[Annotation data for picture regions]
** Start **

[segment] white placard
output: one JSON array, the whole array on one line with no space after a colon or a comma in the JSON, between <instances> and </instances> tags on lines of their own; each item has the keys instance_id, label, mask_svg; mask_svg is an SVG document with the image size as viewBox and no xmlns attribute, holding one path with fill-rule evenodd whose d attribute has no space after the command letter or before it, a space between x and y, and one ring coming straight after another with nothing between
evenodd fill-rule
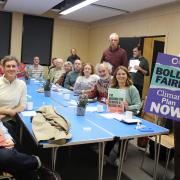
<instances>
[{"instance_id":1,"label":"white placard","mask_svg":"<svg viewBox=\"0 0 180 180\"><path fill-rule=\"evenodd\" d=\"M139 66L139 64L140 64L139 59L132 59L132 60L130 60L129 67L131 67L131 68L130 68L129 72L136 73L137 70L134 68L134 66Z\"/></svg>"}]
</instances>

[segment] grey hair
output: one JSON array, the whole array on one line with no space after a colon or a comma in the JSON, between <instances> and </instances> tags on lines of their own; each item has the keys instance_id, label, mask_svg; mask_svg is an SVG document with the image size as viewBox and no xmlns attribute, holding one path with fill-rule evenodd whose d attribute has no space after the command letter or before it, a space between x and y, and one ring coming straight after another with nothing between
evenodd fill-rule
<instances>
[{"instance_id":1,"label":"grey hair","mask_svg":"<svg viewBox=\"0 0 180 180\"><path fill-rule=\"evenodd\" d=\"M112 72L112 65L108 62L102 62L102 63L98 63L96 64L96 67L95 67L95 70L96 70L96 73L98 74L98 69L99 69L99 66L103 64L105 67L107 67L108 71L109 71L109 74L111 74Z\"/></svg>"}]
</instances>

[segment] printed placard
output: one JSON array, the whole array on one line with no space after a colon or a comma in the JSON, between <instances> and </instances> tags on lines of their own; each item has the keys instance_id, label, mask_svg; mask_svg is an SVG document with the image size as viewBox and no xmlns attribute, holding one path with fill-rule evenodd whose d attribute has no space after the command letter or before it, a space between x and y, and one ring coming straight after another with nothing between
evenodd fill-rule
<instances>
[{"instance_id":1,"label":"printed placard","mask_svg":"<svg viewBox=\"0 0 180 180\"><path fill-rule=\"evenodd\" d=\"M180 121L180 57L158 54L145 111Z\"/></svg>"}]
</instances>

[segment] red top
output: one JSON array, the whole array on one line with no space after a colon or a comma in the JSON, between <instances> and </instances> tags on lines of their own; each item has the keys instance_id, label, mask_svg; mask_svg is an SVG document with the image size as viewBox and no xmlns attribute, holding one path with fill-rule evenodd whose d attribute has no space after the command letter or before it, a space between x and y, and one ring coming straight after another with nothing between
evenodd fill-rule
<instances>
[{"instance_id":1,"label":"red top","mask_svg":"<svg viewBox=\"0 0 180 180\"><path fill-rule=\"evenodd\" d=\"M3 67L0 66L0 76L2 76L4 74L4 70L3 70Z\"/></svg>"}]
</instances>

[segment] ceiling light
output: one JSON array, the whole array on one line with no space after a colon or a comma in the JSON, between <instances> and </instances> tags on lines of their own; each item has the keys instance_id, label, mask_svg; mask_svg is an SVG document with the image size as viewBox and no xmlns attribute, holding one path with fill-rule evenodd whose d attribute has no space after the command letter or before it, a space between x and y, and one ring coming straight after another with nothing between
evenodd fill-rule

** End **
** Start **

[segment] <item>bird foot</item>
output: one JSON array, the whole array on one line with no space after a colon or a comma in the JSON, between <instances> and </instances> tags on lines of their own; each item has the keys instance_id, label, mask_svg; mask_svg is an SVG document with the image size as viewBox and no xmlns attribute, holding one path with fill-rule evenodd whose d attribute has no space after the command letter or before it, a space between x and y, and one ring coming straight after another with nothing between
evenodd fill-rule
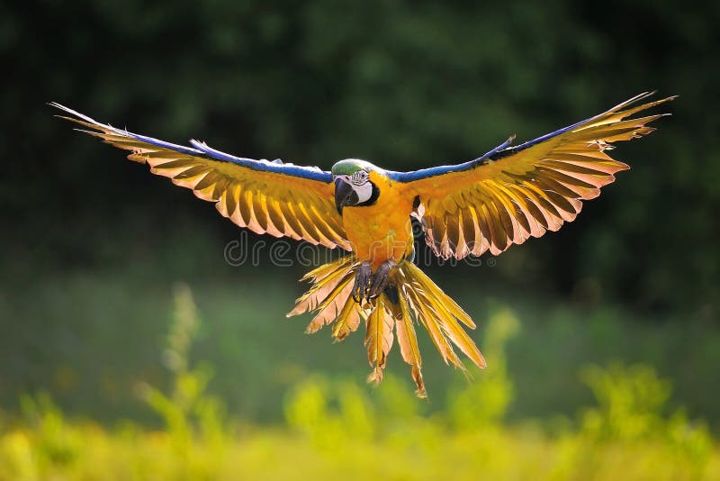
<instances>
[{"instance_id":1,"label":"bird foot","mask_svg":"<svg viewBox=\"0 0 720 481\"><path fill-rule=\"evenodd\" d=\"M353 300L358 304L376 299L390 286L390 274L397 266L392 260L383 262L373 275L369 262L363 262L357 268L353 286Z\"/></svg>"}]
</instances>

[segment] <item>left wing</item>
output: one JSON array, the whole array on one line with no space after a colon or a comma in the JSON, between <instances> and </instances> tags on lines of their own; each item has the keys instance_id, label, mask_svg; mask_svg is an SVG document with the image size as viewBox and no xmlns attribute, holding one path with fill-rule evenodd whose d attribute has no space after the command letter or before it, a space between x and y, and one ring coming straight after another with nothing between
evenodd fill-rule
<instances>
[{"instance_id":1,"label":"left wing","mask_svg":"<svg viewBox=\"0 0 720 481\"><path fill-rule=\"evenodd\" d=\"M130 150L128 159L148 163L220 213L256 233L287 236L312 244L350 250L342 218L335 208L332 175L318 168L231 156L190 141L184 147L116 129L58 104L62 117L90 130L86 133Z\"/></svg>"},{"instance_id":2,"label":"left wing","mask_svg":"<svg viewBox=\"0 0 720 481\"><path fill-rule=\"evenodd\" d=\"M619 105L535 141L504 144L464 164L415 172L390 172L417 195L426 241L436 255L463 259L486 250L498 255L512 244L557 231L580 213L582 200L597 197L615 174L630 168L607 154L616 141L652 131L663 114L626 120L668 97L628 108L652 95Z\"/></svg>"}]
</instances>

** End **

■ Task goal ■
Gather and copy out every line of the material above that contains the string "placard". Case counts.

■ Final result ■
[segment] white placard
[{"instance_id":1,"label":"white placard","mask_svg":"<svg viewBox=\"0 0 180 180\"><path fill-rule=\"evenodd\" d=\"M139 66L139 64L140 64L139 59L132 59L132 60L130 60L129 67L131 67L131 68L130 68L129 72L136 73L137 70L134 68L134 66Z\"/></svg>"}]
[segment] printed placard
[{"instance_id":1,"label":"printed placard","mask_svg":"<svg viewBox=\"0 0 180 180\"><path fill-rule=\"evenodd\" d=\"M180 121L180 57L158 54L145 111Z\"/></svg>"}]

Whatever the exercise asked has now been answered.